TASK ITEM A: Repeat the robot vibration passage word for word, from "Are there guidelines" down to "and gearbox assemblies.".

----- EXCERPTED PASSAGE

When the TCP arrives at its destination, the robot is controlling for settling and position again based on a PID loop sampled against each motor. There is overshoot involved, and ultimately a settling time before the robot is confident it has arrived at its desired pose. Algorithms that control for settling and servo precision require a stable structure to perform at their best.
What’s happening when my mounting structure is resonating or vibrating?
Mechanical oscillation in your mounting structure can introduce inertia and positional inconsistency during path trajectory movement and waypoint settling. The servo motors in each joint will fight hard to maintain tight performance specs, but the commutation of the mechanical vibration can cause a repeated over-correction and under-correction of each servo motor during operation. Not only does this heat up your robot motors excessively, but it grinds and damages internal gearing structures attached to each robot joint. These high-stress loads on gearboxes are sometimes called “shock loads”. Shock loads typically occur during rapid start-stop conditions and often exceed normal operating loads. When your robot is attempting to control for precise TCP orientation or trajectory manipulation, several motors can intermittently experience shock loads. This is especially damaging for strain-wave gearboxes, like the kind found in most collaborative robot axes or on the final axes of some larger traditional industrial robots.
Are there guidelines for minimum vibration exposure to robot hardware?
Sometimes. Guidelines for vibration in robots and servo assemblies is a gray area. Some manufacturers of servo motors, or gearboxes, or robot arms will publish maximum amplitude or frequency standards for their equipment. Because manufacturers of robot arms like to keep their internal components confidential, it can be hard to find specific manfuacturer specifications without knowing brands and model types for servo motors and gearbox assemblies.

----------
----- SOURCE MATERIAL

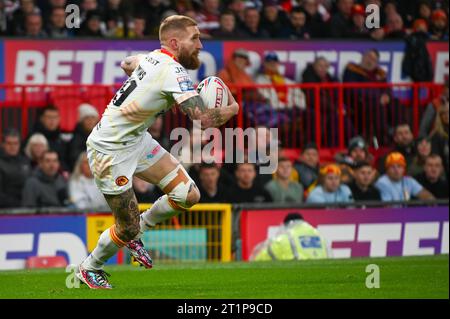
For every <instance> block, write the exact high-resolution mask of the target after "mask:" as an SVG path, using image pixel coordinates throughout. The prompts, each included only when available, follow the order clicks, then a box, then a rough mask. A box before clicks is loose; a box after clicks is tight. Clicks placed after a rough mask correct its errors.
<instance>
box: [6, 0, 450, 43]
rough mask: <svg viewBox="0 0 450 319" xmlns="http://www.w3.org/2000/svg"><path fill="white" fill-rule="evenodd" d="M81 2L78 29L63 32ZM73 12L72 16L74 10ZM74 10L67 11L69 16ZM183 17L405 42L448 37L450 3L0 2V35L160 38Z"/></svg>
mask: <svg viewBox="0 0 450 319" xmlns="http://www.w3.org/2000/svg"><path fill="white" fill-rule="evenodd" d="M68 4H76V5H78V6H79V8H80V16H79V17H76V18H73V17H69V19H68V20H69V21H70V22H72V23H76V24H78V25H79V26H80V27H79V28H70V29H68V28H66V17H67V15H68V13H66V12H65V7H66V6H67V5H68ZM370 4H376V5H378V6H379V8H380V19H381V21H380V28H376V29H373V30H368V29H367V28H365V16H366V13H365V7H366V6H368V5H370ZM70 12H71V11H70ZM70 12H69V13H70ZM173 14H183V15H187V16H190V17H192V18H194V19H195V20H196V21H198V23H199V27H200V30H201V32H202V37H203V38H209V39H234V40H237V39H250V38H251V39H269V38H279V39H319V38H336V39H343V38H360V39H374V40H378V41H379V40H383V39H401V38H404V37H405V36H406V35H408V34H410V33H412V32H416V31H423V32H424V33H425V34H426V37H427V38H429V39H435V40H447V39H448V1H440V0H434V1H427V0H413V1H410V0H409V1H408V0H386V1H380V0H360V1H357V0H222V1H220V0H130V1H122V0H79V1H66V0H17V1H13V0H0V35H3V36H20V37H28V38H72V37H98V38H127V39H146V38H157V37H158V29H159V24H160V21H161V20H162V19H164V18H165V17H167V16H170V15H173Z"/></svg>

----------

TASK ITEM B: Turn the records, from their start down to and including the line containing "rough mask: <svg", into a JSON list of strings with one string per line. Skip blank lines and leave out the pictures.

EXERCISE OUTPUT A:
Are there guidelines for minimum vibration exposure to robot hardware?
Sometimes. Guidelines for vibration in robots and servo assemblies is a gray area. Some manufacturers of servo motors, or gearboxes, or robot arms will publish maximum amplitude or frequency standards for their equipment. Because manufacturers of robot arms like to keep their internal components confidential, it can be hard to find specific manfuacturer specifications without knowing brands and model types for servo motors and gearbox assemblies.

EXERCISE OUTPUT B:
[
  "For every <instance> block, write the exact high-resolution mask of the target after \"mask:\" as an SVG path, using image pixel coordinates throughout. The prompts, each included only when available, follow the order clicks, then a box, then a rough mask. A box before clicks is loose; a box after clicks is tight. Clicks placed after a rough mask correct its errors.",
  "<instance>",
  "box: [6, 0, 450, 43]",
  "rough mask: <svg viewBox=\"0 0 450 319\" xmlns=\"http://www.w3.org/2000/svg\"><path fill=\"white\" fill-rule=\"evenodd\" d=\"M81 2L78 29L63 32ZM73 12L72 16L74 10ZM74 10L67 11L69 16ZM183 17L405 42L448 37L450 3L0 2V35L160 38Z\"/></svg>"
]